Fragment:
──────
Alles wat aandacht krijgt

Nieuws | de redactie
18 maart 2014 | Grote steden moeten hun eigen kennisbeleid voeren. “Nergens kun je zozeer het verschil maken,” zegt onderwijswethouder Hugo de Jonge van Rotterdam. Leraren en MBO-HBO staan de komende jaren daarom centraal.

Hij komt uit zijn stad. “Ik was meester van groep 7 in de Millinxbuurt. Dat was toen het putje van Rotterdam, maar wat genoot ik van die kinderen.” Toen werd hij adjunct-schoolhoofd in de Afrikaanderbuurt. “Ook niet een makkelijke buurt, maar ja, ik was 22. Als jonkie doe je dat gewoon en het onderwijs was en is mijn eerste, grote liefde.”

Hugo de Jonge werd later de rechterhand van OCW-bewindslieden als de CDA’ers Marja van Bijsterveldt en Maria van der Hoeven en trok de ‘kwaliteitsagenda VO’ van dat ministerie. Toen vroeg Rotterdam hem om wethouder Onderwijs te worden en die eerste liefde gaf de doorslag.

Een enorme slag

Of het nu in de school of in het stadhuis is, voor De Jonge geldt, dat “je nergens zoveel verschil kan maken als in deze stad met onderwijs. We maken een enorme slag, want Rotterdam echt sterker maken kan alleen met zoveel elan dankzij het onderwijs.”

Voor een eigen, stedelijk onderwijsbeleid is De Jonge “voorbij de klassieke taken die de gemeente heeft gaan kijken. Met de scholen zelf zijn we gaan vaststellen wat de grootste opdracht is die voor ons staat. Die was nogal duidelijk: Rotterdam loopt achter op de onderwijsresultaten bij andere grote steden en die lopen achter bij de rest van Nederland. Dat als geheel en samen verbeteren moest dus prioriteit één zijn.”

Die opdracht was bovendien niet kansloos stelt de wethouder. “Juist voor jongeren die goed onderwijs hebben gehad, zijn er hier enorme kansen. We zijn een jonge stad, dynamisch qua bevolking en dat waar anderen krimpen. Er zijn veel vacatures, er is veel vraag naar jong talent. Er is ook een sterk HBO, waar talent zijn plek kan vinden.”

De Jonge zette daarom in op hogere onderwijsresultaten en fors minder schooluitval. Ook als dat weerbarstig is, waar velen in het onderwijs zelf voor waarschuwden. “Dan zei ik hen steeds, dat de toekomst van onze stad en die jongeren vereist, dat je je niet neerlegt bij zwakke uitkomsten. Dat kan ook iets cynisch hebben, immers. Je moet juist daarom hoge verwachtingen durven stellen aan scholen en jongeren.”
──────
(Opgeslagen records)
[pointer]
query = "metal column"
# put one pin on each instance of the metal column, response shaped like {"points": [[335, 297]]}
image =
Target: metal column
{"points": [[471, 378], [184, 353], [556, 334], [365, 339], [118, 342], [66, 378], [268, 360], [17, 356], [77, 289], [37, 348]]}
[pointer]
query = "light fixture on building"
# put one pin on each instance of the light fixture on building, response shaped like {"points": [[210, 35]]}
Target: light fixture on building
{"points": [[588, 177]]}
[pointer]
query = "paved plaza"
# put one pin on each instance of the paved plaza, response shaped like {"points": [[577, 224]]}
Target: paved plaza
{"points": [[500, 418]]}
──────
Opdrachten:
1. Verzamel uit de lijst elke regel waarin de tekenreeks "like" voorkomt.
2. Vervolg het artikel over het Rotterdamse onderwijsbeleid na de laatste zin.

Verwachte antwoorden:
1.
# put one pin on each instance of the metal column, response shaped like {"points": [[335, 297]]}
# put one pin on each instance of the light fixture on building, response shaped like {"points": [[210, 35]]}
# put one pin on each instance of the paved plaza, response shaped like {"points": [[577, 224]]}

2.
Uitval omlaag

Die twee doelen sloten aan op prioriteiten die ook vanuit ‘Den Haag’ op steun konden rekenen. “De lat moet omhoog en de basis op orde, dat was ook de inzet van Marja van Bijsterveldt. Wij vulden die ambitie hier grootstedelijk in met een eigen aanpak.”

De impact blijkt stevig. De uitval is in hoog tempo terug gegaan, van 2700 jongeren per jaar naar 1600. De onderwijsresultaten stijgen. “Op een aantal onderdelen zit Rotterdam nu boven het landelijk gemiddelde. Het kan dus best, de scholen zijn zelf meer en meer de dragers van deze aanpak geworden. Dat vind ik echt een mooie omslag.”

Twee nieuwe thema’s

Daarmee is het fundament gelegd voor de volgende stappen. Het Rotterdamse onderwijsbeleid moet de komende jaren twee nieuwe thema’s prioriteit gaan geven, vindt De Jonge: de beroepskolom vmbo-mbo-hbo en het leraarschap als stedelijke uitdaging.

“Kernpunt is zeker het MBO. Wat bij ons van die twee grote ROC’s in de stad verwacht wordt… Zo veel kan niet ‘zo maar even lukken’. Ze zijn te groot en te breed, zijn onvoldoende herkenbaar voor studenten en hun ouders, en werkgevers voelen onvoldoende eigenaarschap. Omvorming van heel het MBO steun ik daarom zéér.”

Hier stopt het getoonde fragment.